• **Source**
↓

To prepare the study, UNESCO carried out, on the one hand, a survey with 93 representative governments of the international community, whose main conclusion was that only one in three countries maintain some type of formal requirement for youth or students, with official organizations involved, regarding educational decisions.
Formal consultation mechanisms are, furthermore, much more present in richer countries than in middle- or low-income countries, since the latter have more lax consultation processes or none at all.
But meaningful participation requires both “political will” and the conditions necessary to make it effective, which requires a place “at the decision-making tables, representative and inclusive participation, institutional support and resources, and the valuing of their opinions.”
And participation does not always translate into real “influence,” since “few countries,” according to the text, responded in the study about whether their consultations with youth really changed the final decisions later.
The report includes a second survey of 101 student or youth organizations (from all over the world, although the authors warn of a bias of overrepresentation of the European region) on their degree of involvement and satisfaction in their exchanges with governments.

↑

• **Location identification records**
↓

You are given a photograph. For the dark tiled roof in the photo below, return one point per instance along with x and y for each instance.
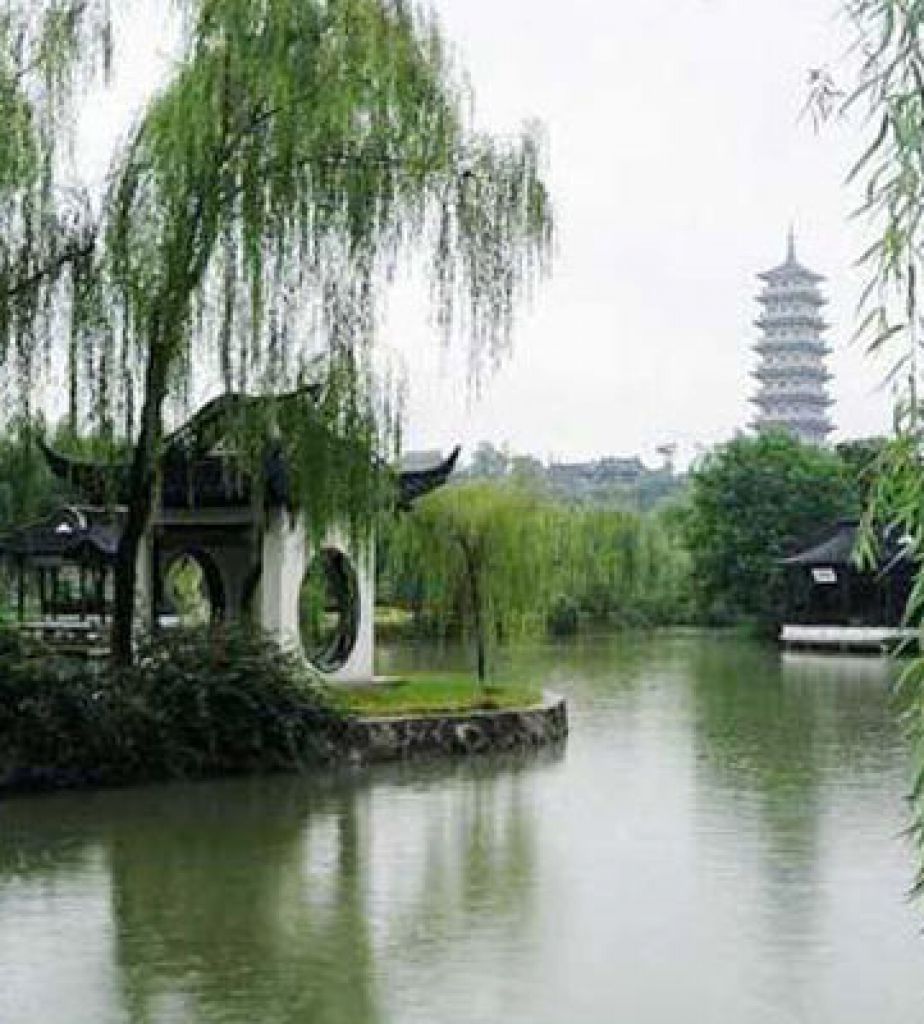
(195, 478)
(839, 546)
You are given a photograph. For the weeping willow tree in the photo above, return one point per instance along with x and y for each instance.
(477, 555)
(889, 90)
(48, 48)
(620, 567)
(268, 194)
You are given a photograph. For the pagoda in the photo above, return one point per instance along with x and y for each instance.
(792, 376)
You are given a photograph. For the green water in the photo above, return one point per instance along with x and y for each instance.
(719, 842)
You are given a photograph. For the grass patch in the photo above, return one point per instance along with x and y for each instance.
(421, 694)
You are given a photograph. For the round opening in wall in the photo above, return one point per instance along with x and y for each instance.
(329, 610)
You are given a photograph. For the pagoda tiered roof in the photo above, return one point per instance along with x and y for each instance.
(815, 346)
(792, 395)
(769, 398)
(812, 321)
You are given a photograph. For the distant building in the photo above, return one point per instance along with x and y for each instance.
(585, 477)
(792, 375)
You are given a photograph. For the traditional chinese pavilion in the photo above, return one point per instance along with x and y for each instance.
(836, 603)
(252, 551)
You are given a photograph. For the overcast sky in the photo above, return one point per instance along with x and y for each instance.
(677, 160)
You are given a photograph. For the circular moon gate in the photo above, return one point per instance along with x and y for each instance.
(329, 610)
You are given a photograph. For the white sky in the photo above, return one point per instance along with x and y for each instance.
(677, 161)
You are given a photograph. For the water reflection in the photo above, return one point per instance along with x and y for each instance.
(258, 900)
(717, 842)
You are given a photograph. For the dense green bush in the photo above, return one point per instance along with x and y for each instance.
(195, 705)
(753, 502)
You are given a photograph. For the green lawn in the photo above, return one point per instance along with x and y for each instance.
(434, 693)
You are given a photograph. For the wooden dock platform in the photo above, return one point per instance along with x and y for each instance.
(859, 639)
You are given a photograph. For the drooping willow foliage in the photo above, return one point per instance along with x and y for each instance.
(48, 48)
(268, 194)
(476, 558)
(497, 561)
(890, 89)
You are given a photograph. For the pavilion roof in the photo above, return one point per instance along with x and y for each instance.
(66, 537)
(839, 546)
(194, 475)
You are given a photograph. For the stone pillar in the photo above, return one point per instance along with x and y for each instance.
(360, 667)
(145, 612)
(284, 567)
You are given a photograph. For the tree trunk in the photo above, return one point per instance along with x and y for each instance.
(477, 615)
(140, 503)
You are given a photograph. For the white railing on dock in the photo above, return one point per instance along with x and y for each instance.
(861, 638)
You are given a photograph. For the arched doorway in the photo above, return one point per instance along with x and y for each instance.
(192, 592)
(329, 610)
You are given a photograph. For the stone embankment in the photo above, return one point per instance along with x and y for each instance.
(375, 740)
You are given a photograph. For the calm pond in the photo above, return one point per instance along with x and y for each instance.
(719, 843)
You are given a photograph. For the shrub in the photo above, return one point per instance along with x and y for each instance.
(195, 705)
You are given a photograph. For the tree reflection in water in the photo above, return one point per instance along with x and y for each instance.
(267, 900)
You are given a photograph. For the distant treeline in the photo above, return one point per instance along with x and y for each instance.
(610, 480)
(711, 555)
(532, 562)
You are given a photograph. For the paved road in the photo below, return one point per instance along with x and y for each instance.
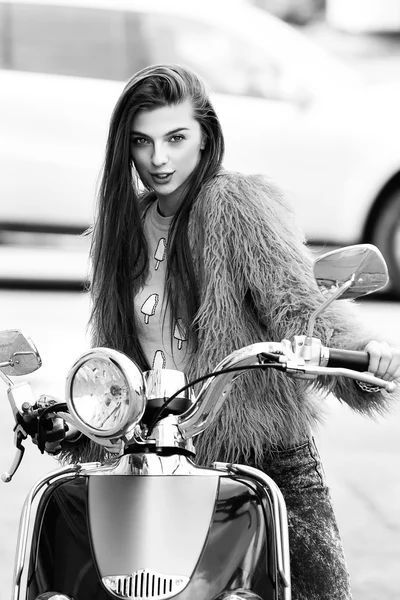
(360, 455)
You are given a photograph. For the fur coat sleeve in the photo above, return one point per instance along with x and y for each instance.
(257, 284)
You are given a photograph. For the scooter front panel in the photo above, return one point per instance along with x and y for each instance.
(237, 548)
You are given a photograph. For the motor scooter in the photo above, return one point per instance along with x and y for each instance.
(148, 522)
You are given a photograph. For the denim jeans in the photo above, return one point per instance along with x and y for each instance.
(318, 566)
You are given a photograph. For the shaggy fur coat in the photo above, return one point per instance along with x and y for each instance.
(256, 282)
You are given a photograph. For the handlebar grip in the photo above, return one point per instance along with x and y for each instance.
(357, 360)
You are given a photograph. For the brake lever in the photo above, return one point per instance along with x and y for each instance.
(19, 437)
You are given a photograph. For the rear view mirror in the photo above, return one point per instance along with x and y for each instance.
(358, 269)
(18, 354)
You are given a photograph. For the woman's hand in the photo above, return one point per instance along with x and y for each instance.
(384, 360)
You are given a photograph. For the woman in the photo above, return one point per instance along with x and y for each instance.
(202, 262)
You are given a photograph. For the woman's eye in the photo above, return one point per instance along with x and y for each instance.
(139, 141)
(177, 138)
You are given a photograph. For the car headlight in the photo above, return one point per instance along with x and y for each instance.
(105, 393)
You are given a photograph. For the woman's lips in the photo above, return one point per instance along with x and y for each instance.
(161, 178)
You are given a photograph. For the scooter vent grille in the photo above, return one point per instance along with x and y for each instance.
(145, 584)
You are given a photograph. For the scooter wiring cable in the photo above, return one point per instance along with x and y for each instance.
(276, 365)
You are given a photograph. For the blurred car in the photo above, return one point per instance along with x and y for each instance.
(330, 140)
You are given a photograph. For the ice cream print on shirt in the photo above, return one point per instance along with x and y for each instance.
(149, 307)
(165, 340)
(180, 333)
(160, 252)
(159, 361)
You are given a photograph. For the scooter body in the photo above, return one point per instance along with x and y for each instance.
(98, 534)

↑

• **Set tasks**
a) Answer these questions using the passage on youth participation in education decisions:
(i) How many governments took part in the first survey UNESCO carried out?
(ii) In which countries are formal consultation mechanisms much more present?
(iii) How many student or youth organizations took part in the second survey?
b) Write the next few sentences of the passage on youth participation in education decisions, picking up after its final sentence.

• **Answers below**
a)
(i) 93
(ii) In richer countries
(iii) 101

b)
Of them, less than one in three said they felt “frequently involved” in decision-making and only one in five saw themselves as “valued or in a collaborative relationship.”
Their voices and visibility are often limited, according to the study, and even when they are invited to the table, “they often perceive a genuine unwillingness to listen to them.”
The satisfaction and sense of legitimacy of young people, the study highlights, grows when they are given formal responsibilities, but more participation – the text also warns – does not always equal inclusive participation, since even “well-intentioned mechanisms run the risk of excluding marginalized voices.”